• Exercise: Omit the pictures, then write out every entry exactly as it reads.

• Data supplied:
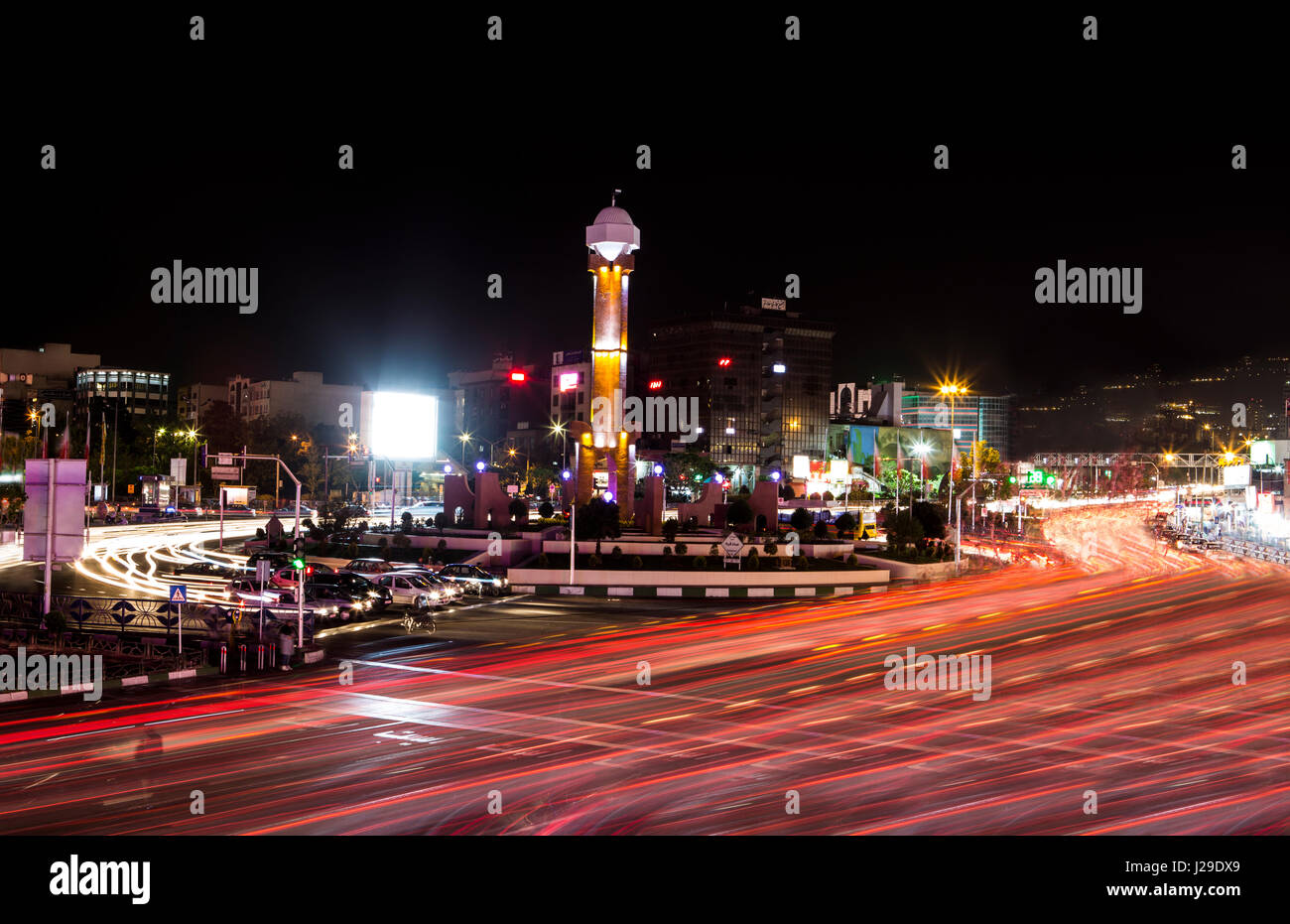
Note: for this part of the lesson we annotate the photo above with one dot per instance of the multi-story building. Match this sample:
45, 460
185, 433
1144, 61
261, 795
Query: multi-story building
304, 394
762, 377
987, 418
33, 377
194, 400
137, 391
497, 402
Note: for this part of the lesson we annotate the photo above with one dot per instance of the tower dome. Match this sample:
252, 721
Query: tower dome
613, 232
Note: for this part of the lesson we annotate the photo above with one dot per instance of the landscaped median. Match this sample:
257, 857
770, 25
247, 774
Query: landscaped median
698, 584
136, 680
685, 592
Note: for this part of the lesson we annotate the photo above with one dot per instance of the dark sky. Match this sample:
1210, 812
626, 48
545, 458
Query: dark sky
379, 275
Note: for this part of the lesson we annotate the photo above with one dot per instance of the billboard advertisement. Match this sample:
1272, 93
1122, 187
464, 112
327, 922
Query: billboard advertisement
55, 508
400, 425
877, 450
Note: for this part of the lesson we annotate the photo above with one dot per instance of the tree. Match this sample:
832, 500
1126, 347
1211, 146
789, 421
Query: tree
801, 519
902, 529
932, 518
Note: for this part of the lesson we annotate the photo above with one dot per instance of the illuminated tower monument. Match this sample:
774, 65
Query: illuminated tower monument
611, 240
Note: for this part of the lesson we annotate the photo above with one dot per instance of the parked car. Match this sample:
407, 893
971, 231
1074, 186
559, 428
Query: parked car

• Problem solution:
Note: for this part of the lesson we annotate the photo above with one dot per instance of the multi-story building. Match this sample:
45, 460
185, 433
1144, 61
261, 795
Query: multi-story building
304, 394
762, 377
987, 418
33, 377
194, 400
137, 391
497, 402
Note: for this part of the lesson we annotate the photo above with one dot per instance of the tower dome. Match this sample:
252, 721
Query: tower dome
613, 232
Note: for this part of the lesson we annotate the photo above with one dot per instance of the landscaped median. Match this sample:
257, 857
770, 25
247, 774
Query: landscaped median
698, 584
136, 680
685, 592
Note: for this part of the lesson we annotate the photo above with one dot per instance of the dark sky. Match this sample:
1210, 812
626, 48
545, 458
Query: dark sky
379, 275
Note: for this part of the lesson we annotate the photo above with one dot per instance of the billboard advertisement. Match this sample:
1272, 93
1122, 187
464, 112
327, 922
Query: billboard advertisement
55, 508
400, 425
877, 450
Note: for this part of the lesson we annotate the photo above with one dot per instance of the tree. Match this sample:
832, 500
1126, 347
1211, 146
789, 421
Query: tree
801, 519
902, 529
932, 518
Note: for this part of the lesson we annotate the photo above with one dot per instance of the illuminated tower monument. Match this sample:
774, 65
Query: illuminated tower monument
611, 240
Note: for this part of the lesson we annotate the photo above with one dot per instance of the parked car. Match this sample:
407, 893
971, 231
1074, 186
559, 428
Query: parked car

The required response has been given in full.